--- Start of Given information ---
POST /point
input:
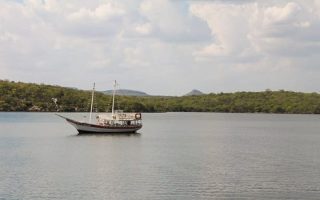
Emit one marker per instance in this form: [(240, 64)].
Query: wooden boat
[(115, 122)]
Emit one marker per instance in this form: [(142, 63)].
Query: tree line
[(18, 96)]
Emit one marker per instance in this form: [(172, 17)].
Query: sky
[(163, 47)]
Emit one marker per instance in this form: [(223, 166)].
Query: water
[(175, 156)]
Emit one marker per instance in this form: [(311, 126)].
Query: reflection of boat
[(114, 122)]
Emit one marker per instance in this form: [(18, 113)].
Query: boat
[(115, 122)]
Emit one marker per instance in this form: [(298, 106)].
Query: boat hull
[(93, 128)]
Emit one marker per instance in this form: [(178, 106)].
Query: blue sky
[(163, 47)]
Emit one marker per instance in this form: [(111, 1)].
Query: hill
[(17, 96), (194, 93), (125, 92)]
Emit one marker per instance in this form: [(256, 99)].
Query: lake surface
[(174, 156)]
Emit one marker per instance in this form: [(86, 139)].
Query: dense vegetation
[(17, 96)]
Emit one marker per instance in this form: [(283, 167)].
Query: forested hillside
[(17, 96)]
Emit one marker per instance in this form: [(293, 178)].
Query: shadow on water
[(108, 135)]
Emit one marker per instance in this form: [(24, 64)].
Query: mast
[(114, 93), (94, 84)]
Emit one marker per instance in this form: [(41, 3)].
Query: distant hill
[(18, 96), (125, 92), (194, 93)]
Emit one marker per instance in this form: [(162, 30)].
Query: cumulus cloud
[(155, 45)]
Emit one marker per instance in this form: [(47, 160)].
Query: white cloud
[(102, 12)]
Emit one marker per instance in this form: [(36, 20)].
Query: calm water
[(175, 156)]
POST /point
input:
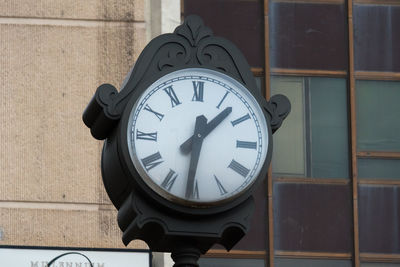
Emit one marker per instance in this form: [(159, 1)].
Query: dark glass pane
[(329, 128), (226, 262), (319, 147), (241, 22), (309, 217), (379, 168), (378, 115), (379, 219), (308, 36), (279, 262), (377, 37)]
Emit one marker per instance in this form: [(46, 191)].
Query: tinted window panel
[(329, 128), (379, 219), (225, 262), (241, 22), (378, 113), (279, 262), (319, 147), (309, 217), (380, 264), (302, 36), (379, 168), (377, 37)]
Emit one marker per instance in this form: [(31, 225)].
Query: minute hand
[(186, 147)]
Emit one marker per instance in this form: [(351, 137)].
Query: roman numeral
[(223, 98), (171, 93), (198, 88), (146, 136), (152, 161), (159, 115), (169, 180), (246, 144), (239, 168), (241, 119), (222, 190)]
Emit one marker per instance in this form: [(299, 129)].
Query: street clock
[(187, 140)]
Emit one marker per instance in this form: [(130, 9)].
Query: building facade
[(332, 194)]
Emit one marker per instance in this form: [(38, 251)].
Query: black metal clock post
--- End of Given information ---
» **Exercise objective**: Please quote all of the entries above word for word, leaving the pictures out of your answer.

» **Answer to the exercise**:
POST /point
input:
Emit one marker per instance in this form: [(240, 64)].
Query: wooden boat
[(115, 122)]
Emit one marker per instance in this form: [(142, 63)].
Query: tree line
[(18, 96)]
Emit one marker per instance in this form: [(172, 17)].
Query: sky
[(163, 47)]
Emit one marker per instance in this form: [(223, 166)].
Query: water
[(175, 156)]
Emit one marker per instance in this form: [(311, 126)].
Query: reflection of boat
[(114, 122)]
Emit one marker per instance in this form: [(18, 113)].
Query: boat
[(115, 122)]
Emit one marker per instance in this form: [(298, 106)].
Query: boat hull
[(93, 128)]
Emit one marker per instance in this form: [(178, 106)].
Query: blue sky
[(163, 47)]
Emit one marker per instance in this form: [(111, 1)].
Query: hill
[(17, 96), (194, 93), (125, 92)]
Emit one marker per instance in this form: [(256, 99)].
Query: lake surface
[(174, 156)]
Emit one marker per instance in this form: [(86, 139)].
Query: dense vegetation
[(17, 96)]
Emit one marker per instance in this form: [(283, 167)].
Query: forested hillside
[(17, 96)]
Emit one marker per instance in this form: [(293, 178)].
Query: shadow on water
[(108, 135)]
Emit one marker per instance in this form: [(24, 64)].
Query: mast
[(114, 93), (94, 84)]
Emit one marker per instance in this form: [(41, 3)].
Query: distant hill
[(18, 96), (125, 92), (194, 93)]
Emit one marker per instance in this form: [(162, 30)].
Query: cumulus cloud
[(155, 45)]
Emit one marker per instance in this form: [(47, 160)].
Query: white cloud
[(102, 12)]
Emit one marker per instance in this form: [(36, 20)].
Query: calm water
[(175, 156)]
POST /point
input:
Emit one marker per instance in this form: [(159, 1)].
Query: dark glass pane
[(329, 128), (226, 262), (319, 147), (241, 22), (309, 217), (379, 168), (378, 115), (379, 219), (308, 36), (279, 262), (377, 37)]
Emit one marker per instance in this form: [(46, 191)].
Query: tinted window panel
[(329, 128), (379, 219), (225, 262), (241, 22), (378, 113), (279, 262), (319, 147), (309, 217), (380, 264), (302, 36), (379, 168), (377, 37)]
Emit one marker per instance in this form: [(31, 225)].
Query: minute hand
[(186, 147)]
Emit one marker per instance in this form: [(351, 137)].
Query: roman numeral
[(223, 98), (171, 93), (198, 88), (146, 136), (152, 161), (159, 115), (169, 180), (246, 144), (239, 168), (241, 119), (222, 190)]
Emit one marker per instance in this form: [(299, 129)].
Query: street clock
[(187, 140)]
Emit one marker per instance in this form: [(130, 9)].
Query: building facade
[(332, 194)]
Emit one marker per instance in this form: [(38, 251)].
Query: black metal clock post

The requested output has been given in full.